Document excerpt:
* * *
Compilation album by Blutengel
- Released: 26 February 2016
- Genre: Darkwave
- Length: 55:27 (Standard)
- Label: Out of Line

Blutengel chronology
| In alle Ewigkeit (2015) | Nemesis: The Best of & Reworked (2016) | Leitbild (2017) |

= Nemesis: The Best of & Reworked =

Nemesis: The Best of & Reworked is a best-of compilation album by German futurepop band Blutengel. All the tracks on the first disc are re-recorded. The deluxe edition second disc features songs released between 2005 and 2015. In the collectors box set, there is also a DVD of all the music videos released to date.
 Weg Zu Mir was released as a preview for Nemesis on their 2015 In Alle Ewigkeit EP. All tracks are taken from all albums and EPs, with the exception of Demon Kiss.

Two lyric videos were released, Children of the Night (Reworked) preceding the release by a week, and Soul of Ice (Reworked) on the day of the album's release. On 19 February, Children of the Night (Reworked) was also made available to download from the album.
* * *
Available records:

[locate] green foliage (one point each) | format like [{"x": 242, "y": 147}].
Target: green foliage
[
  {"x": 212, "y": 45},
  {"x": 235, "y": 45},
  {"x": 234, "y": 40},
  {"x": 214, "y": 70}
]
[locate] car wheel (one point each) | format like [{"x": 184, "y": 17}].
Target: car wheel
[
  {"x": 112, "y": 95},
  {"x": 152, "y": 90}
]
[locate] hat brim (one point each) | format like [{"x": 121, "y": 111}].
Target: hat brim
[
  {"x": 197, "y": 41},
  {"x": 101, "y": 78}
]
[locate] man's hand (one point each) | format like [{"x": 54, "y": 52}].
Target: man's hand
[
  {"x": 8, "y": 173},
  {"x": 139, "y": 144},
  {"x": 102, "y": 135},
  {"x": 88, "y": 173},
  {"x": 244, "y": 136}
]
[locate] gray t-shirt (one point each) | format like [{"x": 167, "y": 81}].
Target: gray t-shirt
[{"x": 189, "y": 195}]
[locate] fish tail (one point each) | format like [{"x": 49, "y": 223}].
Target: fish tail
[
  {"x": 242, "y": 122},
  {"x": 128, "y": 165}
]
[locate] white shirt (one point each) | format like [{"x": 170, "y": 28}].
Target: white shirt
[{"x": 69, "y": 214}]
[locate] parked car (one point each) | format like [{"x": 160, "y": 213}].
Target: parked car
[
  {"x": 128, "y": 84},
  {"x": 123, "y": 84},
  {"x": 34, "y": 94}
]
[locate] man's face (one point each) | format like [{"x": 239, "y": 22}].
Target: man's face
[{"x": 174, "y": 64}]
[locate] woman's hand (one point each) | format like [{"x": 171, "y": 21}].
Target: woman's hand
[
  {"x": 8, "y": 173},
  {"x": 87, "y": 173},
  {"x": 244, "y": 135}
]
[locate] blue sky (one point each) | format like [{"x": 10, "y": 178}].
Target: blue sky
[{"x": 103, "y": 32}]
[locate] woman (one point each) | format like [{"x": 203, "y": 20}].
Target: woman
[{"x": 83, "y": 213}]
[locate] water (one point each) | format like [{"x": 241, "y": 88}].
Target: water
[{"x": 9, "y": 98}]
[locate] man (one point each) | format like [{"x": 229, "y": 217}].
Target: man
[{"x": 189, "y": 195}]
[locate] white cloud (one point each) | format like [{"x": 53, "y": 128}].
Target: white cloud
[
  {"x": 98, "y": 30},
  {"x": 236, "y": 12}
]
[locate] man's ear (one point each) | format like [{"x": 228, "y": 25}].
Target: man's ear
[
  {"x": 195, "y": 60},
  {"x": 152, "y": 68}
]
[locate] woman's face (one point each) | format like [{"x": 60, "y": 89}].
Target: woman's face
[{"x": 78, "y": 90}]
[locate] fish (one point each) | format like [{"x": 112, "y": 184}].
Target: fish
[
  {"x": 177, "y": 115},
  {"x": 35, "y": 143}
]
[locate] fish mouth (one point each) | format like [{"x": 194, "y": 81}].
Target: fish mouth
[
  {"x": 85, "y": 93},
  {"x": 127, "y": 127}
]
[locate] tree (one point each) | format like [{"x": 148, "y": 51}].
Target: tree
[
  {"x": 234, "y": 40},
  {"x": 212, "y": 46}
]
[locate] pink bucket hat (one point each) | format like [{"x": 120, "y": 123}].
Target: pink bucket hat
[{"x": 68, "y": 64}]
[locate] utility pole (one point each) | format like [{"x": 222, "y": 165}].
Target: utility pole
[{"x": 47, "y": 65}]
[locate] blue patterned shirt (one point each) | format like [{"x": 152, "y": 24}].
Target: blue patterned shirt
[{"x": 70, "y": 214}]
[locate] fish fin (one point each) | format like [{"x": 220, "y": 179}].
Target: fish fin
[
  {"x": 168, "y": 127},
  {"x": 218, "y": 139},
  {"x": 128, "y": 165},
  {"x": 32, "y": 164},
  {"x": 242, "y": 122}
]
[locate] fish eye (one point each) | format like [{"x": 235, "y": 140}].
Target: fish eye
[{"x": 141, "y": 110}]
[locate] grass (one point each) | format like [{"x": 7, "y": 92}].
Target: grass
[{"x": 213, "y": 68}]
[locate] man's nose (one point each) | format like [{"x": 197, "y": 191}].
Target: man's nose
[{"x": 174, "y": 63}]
* * *
Challenge 1:
From the album article, reproduce word for word the part that opens with the words containing "Blutengel chronology" and closes with "released to date.".
Challenge 2:
Copy the records exactly, starting at the line that contains "[locate] man's nose" and continuing through the end of the records.

Full output 1:
Blutengel chronology
| In alle Ewigkeit (2015) | Nemesis: The Best of & Reworked (2016) | Leitbild (2017) |

= Nemesis: The Best of & Reworked =

Nemesis: The Best of & Reworked is a best-of compilation album by German futurepop band Blutengel. All the tracks on the first disc are re-recorded. The deluxe edition second disc features songs released between 2005 and 2015. In the collectors box set, there is also a DVD of all the music videos released to date.

Full output 2:
[locate] man's nose (one point each) | format like [{"x": 197, "y": 191}].
Target: man's nose
[{"x": 174, "y": 63}]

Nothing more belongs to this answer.